Changing behavior 1/2
tl;dr you can't bully yourself into it
AUTHOR’S NOTE: This piece was originally written for the Handbook of my defunct self-sovereignty membership program, REAP&SOW. It’s the second in a series of about half a dozen or so lessons that I’ll be publishing here. Working with yourself rather than against yourself is one of my biggest passions that I seek to share & share & share. The first.
You cannot change your behavior with only your mind...
...and your mind is also the key to significantly changing your behavior
So. What is behavior? It's a beautiful blend of those four elemental layers of Self I'm always yapping on about: physical/earth, mental/air, emotional/water, and desirous/fire.
When I make breakfast: I'm moving my body (physical), planning what to eat and how to prepare it (mental), feeling a little anxious about my ability to cook while also eager to eat (emotional), and acting on the urge to satisfy my hunger (desirous).
--------------------------------------------------
Instructions |
1. In the essay on changing behavior, which four elemental layers of Self blend together to make up behavior?
2. Continue the essay on changing behavior, picking up right after its breakfast example.

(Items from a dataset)
--------------------------------------------------
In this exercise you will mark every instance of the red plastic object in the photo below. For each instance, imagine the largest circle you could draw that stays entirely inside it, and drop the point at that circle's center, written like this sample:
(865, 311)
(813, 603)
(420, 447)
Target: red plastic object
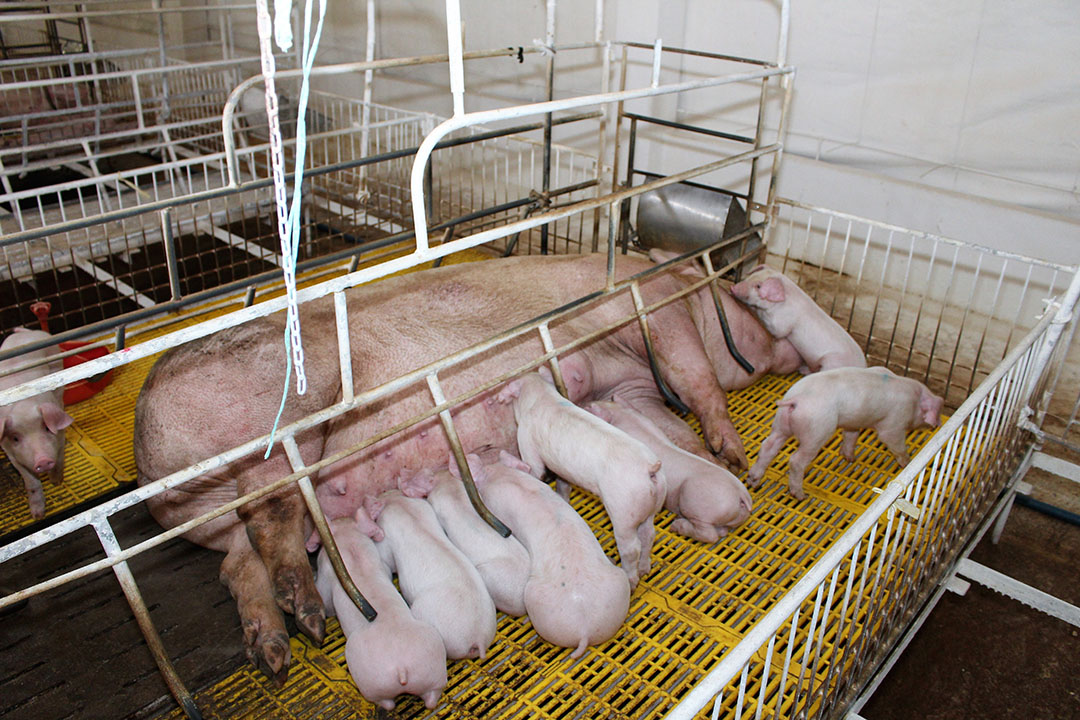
(80, 390)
--------------------------------------------------
Expected responses |
1. Physical/earth, mental/air, emotional/water, and desirous/fire.

2.
When I bite at my hands: I’m moving my body (physical), my thoughts are spinning my attention away from my body, likely tunnel-visioning into a video or a social media scroll (mental), I’m emotionally keyed up in anxiety or feeling pressured or stressed (emotional), and I feel the urge to move away from the stressor and move towards something soothing (desirous).
Can you see why changing behavior is such an insurmountable challenge sometimes? If you’re not addressing all four of these layers, you’re dealing with an - possibly invisible/unconscious - obstacle.
Most recommended methods of changing behavior encourage you to manipulate yourself
In the sense of 'manipulation' being a one-way forceful power dynamic and 'influence' being a two-way reciprocal power dynamic, I highly recommend developing an influential approach to changing anything about yourself.
Forcing yourself, tricking yourself, punishing yourself — these are emergency tactics. They're not sustainable (aka not healthy) for ongoing use. Manipulating and over-disciplining yourself is just more getting away from yourself, getting away from the present, getting way from reality, and adding more unaligned against-ness.
The smoothest way for behavior change to happen is in a self-sovereignty mindset and off The Drama Triangle1 (the victim, savior, perpetrator dynamic of deflecting personal responsibility and playing the blame game instead). If you're like, "I don't really know when I'm riding The Triangle" — doing this work will easily & quickly highlight where you do, because Triangle behavior loops where sovereignty spirals.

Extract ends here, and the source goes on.